__Dataset items__
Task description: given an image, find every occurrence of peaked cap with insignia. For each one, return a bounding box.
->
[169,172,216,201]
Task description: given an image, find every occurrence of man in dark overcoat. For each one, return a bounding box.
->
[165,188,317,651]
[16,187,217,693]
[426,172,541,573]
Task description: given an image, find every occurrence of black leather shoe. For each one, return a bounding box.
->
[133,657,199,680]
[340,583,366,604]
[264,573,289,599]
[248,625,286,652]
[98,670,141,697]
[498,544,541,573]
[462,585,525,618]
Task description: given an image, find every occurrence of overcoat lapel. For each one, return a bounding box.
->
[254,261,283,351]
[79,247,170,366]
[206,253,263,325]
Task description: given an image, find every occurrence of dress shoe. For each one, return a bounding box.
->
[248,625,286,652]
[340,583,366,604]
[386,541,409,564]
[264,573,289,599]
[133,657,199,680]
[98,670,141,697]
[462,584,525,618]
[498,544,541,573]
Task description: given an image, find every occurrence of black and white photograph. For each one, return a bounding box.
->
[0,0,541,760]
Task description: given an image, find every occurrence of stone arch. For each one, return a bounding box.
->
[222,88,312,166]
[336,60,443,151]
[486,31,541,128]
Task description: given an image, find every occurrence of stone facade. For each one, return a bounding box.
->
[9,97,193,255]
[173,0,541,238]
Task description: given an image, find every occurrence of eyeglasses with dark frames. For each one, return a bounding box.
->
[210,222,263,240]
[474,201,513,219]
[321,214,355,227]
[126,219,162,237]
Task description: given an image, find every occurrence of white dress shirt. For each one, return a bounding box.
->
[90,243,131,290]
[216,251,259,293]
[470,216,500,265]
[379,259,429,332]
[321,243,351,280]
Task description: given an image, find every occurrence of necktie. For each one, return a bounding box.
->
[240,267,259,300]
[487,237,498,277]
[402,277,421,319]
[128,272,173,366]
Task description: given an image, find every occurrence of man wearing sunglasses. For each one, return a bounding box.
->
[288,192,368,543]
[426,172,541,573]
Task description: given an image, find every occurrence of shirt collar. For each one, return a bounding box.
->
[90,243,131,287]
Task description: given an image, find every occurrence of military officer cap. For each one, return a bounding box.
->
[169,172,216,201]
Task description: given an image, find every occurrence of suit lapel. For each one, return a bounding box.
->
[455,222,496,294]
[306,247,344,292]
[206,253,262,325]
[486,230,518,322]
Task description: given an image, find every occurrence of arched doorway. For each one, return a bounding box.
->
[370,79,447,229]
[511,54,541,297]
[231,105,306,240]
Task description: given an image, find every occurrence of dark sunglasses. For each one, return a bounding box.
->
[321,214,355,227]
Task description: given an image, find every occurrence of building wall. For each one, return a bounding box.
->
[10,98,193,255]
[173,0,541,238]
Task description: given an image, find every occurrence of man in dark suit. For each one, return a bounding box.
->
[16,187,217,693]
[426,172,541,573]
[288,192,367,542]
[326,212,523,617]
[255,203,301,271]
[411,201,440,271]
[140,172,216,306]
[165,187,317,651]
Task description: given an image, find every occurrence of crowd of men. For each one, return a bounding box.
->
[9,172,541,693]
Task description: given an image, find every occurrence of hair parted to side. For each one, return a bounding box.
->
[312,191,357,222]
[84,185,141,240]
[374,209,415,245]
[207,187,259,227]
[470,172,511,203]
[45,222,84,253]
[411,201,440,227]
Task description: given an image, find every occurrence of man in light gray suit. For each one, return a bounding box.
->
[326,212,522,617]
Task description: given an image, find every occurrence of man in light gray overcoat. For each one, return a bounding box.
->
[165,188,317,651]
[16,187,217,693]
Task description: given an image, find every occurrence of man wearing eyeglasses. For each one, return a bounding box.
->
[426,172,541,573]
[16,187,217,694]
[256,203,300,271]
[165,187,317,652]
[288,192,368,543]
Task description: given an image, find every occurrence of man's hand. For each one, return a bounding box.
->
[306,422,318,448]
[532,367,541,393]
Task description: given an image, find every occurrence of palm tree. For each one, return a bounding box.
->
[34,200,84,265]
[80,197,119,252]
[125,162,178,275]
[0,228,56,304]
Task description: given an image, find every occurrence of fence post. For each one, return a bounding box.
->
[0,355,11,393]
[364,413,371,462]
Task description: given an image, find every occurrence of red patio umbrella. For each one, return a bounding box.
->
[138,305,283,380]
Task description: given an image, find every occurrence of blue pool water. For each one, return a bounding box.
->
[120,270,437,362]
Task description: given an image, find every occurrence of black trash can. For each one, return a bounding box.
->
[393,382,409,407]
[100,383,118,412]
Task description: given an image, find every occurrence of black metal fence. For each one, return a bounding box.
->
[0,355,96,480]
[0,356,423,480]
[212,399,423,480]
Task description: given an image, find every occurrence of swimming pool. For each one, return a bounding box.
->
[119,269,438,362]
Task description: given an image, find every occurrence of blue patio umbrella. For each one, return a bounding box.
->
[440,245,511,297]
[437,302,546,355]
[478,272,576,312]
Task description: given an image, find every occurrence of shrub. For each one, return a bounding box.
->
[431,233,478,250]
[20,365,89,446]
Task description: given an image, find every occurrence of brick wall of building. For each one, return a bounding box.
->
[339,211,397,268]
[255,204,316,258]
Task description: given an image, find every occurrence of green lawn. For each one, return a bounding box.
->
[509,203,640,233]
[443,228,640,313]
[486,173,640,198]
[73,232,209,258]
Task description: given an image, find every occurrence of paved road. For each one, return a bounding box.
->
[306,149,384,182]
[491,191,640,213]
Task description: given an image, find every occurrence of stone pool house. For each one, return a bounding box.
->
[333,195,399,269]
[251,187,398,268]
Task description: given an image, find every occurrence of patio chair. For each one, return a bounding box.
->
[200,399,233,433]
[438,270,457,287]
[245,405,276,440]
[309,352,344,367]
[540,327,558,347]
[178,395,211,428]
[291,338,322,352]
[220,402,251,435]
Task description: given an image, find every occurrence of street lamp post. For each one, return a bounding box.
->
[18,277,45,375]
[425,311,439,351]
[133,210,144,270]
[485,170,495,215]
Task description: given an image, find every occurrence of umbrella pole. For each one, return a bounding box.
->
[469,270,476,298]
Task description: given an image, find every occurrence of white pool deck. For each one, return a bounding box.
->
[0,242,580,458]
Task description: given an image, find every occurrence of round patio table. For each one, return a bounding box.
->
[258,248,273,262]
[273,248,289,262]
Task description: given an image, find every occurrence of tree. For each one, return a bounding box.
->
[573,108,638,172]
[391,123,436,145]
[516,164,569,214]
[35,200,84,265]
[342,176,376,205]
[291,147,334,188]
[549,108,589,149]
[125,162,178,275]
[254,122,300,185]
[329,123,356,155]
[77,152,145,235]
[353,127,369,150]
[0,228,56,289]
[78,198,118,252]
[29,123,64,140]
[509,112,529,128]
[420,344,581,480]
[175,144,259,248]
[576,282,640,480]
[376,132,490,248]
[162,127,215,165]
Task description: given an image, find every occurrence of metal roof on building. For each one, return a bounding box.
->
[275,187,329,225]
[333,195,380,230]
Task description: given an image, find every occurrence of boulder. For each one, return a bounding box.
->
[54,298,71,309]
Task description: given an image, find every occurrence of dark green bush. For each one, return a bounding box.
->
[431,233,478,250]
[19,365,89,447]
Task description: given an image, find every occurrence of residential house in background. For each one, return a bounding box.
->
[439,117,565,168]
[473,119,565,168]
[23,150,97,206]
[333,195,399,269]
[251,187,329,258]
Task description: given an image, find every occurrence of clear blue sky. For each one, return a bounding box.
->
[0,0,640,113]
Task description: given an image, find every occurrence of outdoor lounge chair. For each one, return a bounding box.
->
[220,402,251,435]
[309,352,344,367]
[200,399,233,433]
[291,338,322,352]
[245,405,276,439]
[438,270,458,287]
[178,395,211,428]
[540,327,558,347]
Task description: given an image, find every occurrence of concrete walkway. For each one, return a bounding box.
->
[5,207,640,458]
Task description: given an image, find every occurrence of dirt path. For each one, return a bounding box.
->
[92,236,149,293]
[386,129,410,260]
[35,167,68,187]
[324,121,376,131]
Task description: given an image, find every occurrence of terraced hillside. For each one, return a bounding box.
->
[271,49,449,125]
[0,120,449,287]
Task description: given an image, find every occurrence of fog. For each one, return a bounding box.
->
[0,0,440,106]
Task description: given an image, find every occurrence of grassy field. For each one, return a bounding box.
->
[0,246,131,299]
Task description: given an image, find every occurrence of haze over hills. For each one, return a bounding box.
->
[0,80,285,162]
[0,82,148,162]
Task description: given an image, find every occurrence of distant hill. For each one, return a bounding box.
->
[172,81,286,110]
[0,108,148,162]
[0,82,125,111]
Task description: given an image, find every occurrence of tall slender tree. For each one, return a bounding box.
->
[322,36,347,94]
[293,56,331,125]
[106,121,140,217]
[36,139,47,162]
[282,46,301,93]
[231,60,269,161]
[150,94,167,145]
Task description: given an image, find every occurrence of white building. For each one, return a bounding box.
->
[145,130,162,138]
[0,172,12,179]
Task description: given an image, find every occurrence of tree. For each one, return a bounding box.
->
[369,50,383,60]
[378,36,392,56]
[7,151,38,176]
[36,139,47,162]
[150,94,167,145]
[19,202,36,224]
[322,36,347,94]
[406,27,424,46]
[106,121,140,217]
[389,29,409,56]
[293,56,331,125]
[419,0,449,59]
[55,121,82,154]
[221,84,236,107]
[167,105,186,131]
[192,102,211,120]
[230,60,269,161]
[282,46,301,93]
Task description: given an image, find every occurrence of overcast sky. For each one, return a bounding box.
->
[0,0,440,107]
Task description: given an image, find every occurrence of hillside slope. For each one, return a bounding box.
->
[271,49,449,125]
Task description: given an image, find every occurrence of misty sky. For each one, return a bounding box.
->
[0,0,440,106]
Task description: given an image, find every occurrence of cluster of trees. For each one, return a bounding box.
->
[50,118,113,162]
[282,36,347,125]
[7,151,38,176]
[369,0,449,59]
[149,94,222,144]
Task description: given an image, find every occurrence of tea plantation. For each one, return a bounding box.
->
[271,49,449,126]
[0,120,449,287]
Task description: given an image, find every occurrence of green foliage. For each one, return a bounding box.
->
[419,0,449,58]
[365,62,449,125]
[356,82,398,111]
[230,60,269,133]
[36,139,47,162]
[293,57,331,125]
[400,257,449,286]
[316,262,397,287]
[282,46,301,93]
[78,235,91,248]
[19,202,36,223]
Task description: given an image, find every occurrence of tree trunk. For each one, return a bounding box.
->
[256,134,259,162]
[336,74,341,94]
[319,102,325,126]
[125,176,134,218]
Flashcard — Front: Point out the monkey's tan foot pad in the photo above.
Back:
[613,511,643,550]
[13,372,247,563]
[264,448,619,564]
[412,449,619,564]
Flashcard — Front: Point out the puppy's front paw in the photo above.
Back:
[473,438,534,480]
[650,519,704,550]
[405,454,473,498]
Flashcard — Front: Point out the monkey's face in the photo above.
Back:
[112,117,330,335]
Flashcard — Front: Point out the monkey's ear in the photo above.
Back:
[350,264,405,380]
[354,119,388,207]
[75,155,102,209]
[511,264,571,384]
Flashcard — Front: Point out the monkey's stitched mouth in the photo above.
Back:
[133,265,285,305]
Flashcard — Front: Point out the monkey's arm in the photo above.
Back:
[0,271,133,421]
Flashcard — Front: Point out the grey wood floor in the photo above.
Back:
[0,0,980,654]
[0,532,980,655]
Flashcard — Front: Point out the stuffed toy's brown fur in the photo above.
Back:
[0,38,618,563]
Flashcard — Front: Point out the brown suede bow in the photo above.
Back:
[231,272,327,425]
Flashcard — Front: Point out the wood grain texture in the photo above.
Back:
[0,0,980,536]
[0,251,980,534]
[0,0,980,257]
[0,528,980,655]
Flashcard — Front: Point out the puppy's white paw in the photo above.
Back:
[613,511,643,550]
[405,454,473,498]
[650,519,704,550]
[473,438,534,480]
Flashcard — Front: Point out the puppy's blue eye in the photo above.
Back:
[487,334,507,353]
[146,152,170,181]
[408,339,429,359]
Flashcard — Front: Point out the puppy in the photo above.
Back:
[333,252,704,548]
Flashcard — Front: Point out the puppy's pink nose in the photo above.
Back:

__Work required__
Rewrite the listing above, starting at the line containing "in dark overcoat." and ending at the line containing "[486,31,541,128]", with "dress shoe" replaced by "formal shoe" and everything else unchanged.

__Answer in full__
Task description: given an image, find every occurrence of man in dark overcoat. For each one, return a bounding box.
->
[165,188,317,651]
[16,187,217,693]
[426,172,541,573]
Task description: given an image, find every occurrence of black leather shoe. For each one, return a bounding box.
->
[133,657,199,680]
[340,583,366,604]
[264,573,289,599]
[248,625,286,652]
[98,670,141,697]
[498,544,541,573]
[462,585,525,618]
Task description: given an image, find every occurrence of overcoat lapel. For each one, return a bounding box.
->
[254,261,283,351]
[79,247,170,366]
[206,253,263,325]
Task description: given an image, find every occurrence of formal shoe. For each one, return a bounding box.
->
[248,625,286,652]
[340,583,366,604]
[386,541,409,564]
[264,573,289,599]
[133,657,199,680]
[98,670,141,697]
[462,584,525,618]
[498,544,541,573]
Task description: given an image, find every occurrence of black and white photograph. For each one, return a bounding box.
->
[0,0,541,760]
Task description: given an image, find every occurrence of stone arch. For each one, return a bounding box.
->
[222,88,312,166]
[336,60,443,151]
[486,31,541,128]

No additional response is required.